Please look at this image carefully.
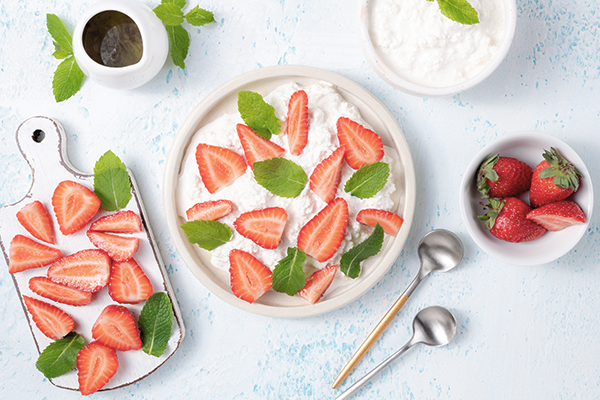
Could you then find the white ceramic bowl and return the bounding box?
[459,131,594,266]
[359,0,517,97]
[163,66,416,317]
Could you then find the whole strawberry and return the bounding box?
[478,197,546,243]
[529,147,581,208]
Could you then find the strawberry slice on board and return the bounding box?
[337,117,384,169]
[236,124,285,168]
[356,208,404,236]
[185,200,233,221]
[52,181,100,235]
[29,276,92,307]
[233,207,288,249]
[527,200,586,232]
[196,143,247,194]
[87,231,140,261]
[76,342,119,396]
[88,210,142,233]
[8,235,62,274]
[23,296,75,340]
[229,249,273,303]
[108,258,153,304]
[310,147,345,203]
[298,264,338,304]
[92,304,142,351]
[17,200,55,244]
[298,197,348,262]
[286,90,309,156]
[48,249,111,293]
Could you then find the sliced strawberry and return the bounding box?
[17,200,54,244]
[527,200,586,232]
[52,181,100,235]
[185,200,233,221]
[356,208,404,236]
[236,124,285,168]
[196,143,246,193]
[310,147,344,203]
[8,235,62,274]
[229,249,273,303]
[23,296,75,340]
[337,117,384,169]
[92,304,142,351]
[77,342,119,396]
[233,207,288,249]
[298,197,348,262]
[108,258,152,304]
[298,264,338,304]
[286,90,308,156]
[89,210,142,233]
[29,276,92,306]
[87,231,140,261]
[48,249,111,293]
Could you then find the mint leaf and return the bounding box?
[253,158,308,197]
[152,3,183,26]
[181,221,233,251]
[138,292,173,357]
[94,150,131,211]
[35,332,85,378]
[344,161,390,199]
[185,6,215,26]
[273,247,306,296]
[238,90,281,140]
[340,223,383,279]
[438,0,479,25]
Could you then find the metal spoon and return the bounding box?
[332,229,464,389]
[335,306,456,400]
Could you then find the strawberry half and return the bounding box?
[286,90,308,156]
[185,200,233,221]
[23,296,75,340]
[29,276,92,306]
[108,258,153,304]
[356,208,404,236]
[8,235,62,274]
[233,207,288,249]
[89,210,142,233]
[229,249,273,303]
[310,147,345,203]
[196,143,246,193]
[298,264,338,304]
[52,181,100,235]
[87,231,140,261]
[527,200,586,232]
[337,117,384,169]
[17,200,55,244]
[92,304,142,351]
[236,124,285,168]
[48,249,111,293]
[77,342,119,396]
[298,197,348,262]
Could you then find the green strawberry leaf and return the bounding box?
[253,158,308,197]
[181,221,233,251]
[94,150,131,211]
[340,223,384,279]
[138,292,173,357]
[273,247,306,296]
[344,161,390,199]
[35,332,85,379]
[238,90,281,140]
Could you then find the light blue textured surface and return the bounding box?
[0,0,600,400]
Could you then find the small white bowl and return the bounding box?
[459,131,594,266]
[360,0,517,97]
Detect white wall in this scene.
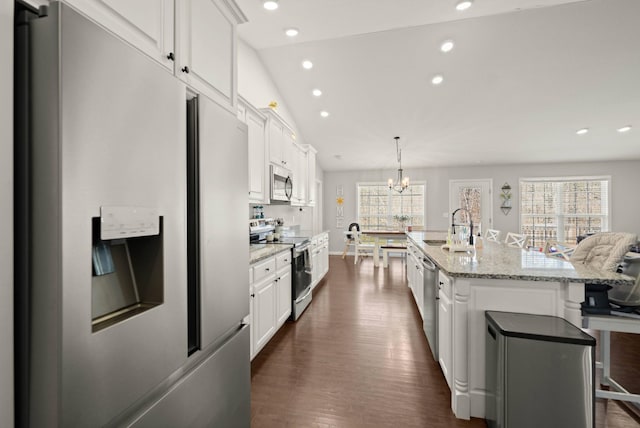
[323,160,640,252]
[0,0,14,427]
[238,40,323,230]
[238,40,304,144]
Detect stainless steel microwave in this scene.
[271,165,293,203]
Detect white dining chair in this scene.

→ **Requirements**: Lay out the stretch of the listing from the line containing "Could you then find the sliced" through the end of the listing as a JSON list of strings, with one string per line, both ends included and blank lines omitted. Leave the pictures out.

→ **Exercise solution**:
[
  "Could you then find the sliced strawberry and return the bounding box?",
  "[17,200,54,244]",
  "[527,200,586,232]",
  "[52,181,100,235]",
  "[185,200,233,221]",
  "[356,208,404,236]",
  "[236,124,285,168]",
  "[196,143,246,193]",
  "[310,147,344,203]",
  "[8,235,62,274]",
  "[229,249,273,303]",
  "[23,296,75,340]",
  "[337,117,384,169]",
  "[92,304,142,351]",
  "[77,342,119,396]",
  "[233,207,288,249]",
  "[298,197,348,262]",
  "[108,258,152,304]",
  "[298,264,338,304]",
  "[286,90,308,156]",
  "[89,210,142,233]",
  "[29,276,92,306]",
  "[87,231,140,261]",
  "[48,249,111,293]",
  "Could you then find the mint leaf and return the bounding box?",
  "[253,158,308,197]",
  "[152,3,183,26]",
  "[181,221,233,251]",
  "[138,292,173,357]",
  "[94,150,131,211]",
  "[35,332,85,378]",
  "[344,161,390,199]",
  "[185,6,215,26]",
  "[273,247,306,296]",
  "[238,90,281,140]",
  "[340,223,383,279]",
  "[438,0,479,25]",
  "Could you then find the metal spoon and return the bounding box?",
  "[332,229,464,389]",
  "[335,306,456,400]",
  "Could you then find the strawberry half and return the bounding box?",
  "[286,90,308,156]",
  "[185,200,233,221]",
  "[23,296,75,340]",
  "[29,276,92,306]",
  "[108,258,153,304]",
  "[356,208,404,236]",
  "[8,235,62,274]",
  "[233,207,288,249]",
  "[89,210,142,233]",
  "[229,249,273,303]",
  "[310,147,345,203]",
  "[196,143,246,193]",
  "[298,264,338,304]",
  "[52,181,100,235]",
  "[87,231,140,261]",
  "[527,200,586,232]",
  "[337,117,384,169]",
  "[17,200,55,244]",
  "[92,304,142,351]",
  "[236,124,285,168]",
  "[48,249,111,293]",
  "[77,342,119,396]",
  "[298,197,348,262]",
  "Could you then find the green strawberry leaf and return the bounding box?",
  "[253,158,308,197]",
  "[181,221,233,251]",
  "[94,150,131,211]",
  "[340,223,384,279]",
  "[138,292,173,357]",
  "[273,247,306,296]",
  "[344,161,390,199]",
  "[35,332,85,379]",
  "[238,90,281,140]",
  "Could you then find the light blue textured surface and return the bounding box?",
  "[0,0,600,400]",
  "Could you then find the small white bowl and return the bounding box?",
  "[459,131,594,266]",
  "[360,0,517,97]",
  "Detect white wall in this scene.",
  "[323,160,640,252]",
  "[0,0,14,427]",
  "[238,40,323,230]",
  "[238,40,304,144]",
  "Detect stainless steel microwave in this scene.",
  "[271,165,293,203]",
  "Detect white dining chair in this scene."
]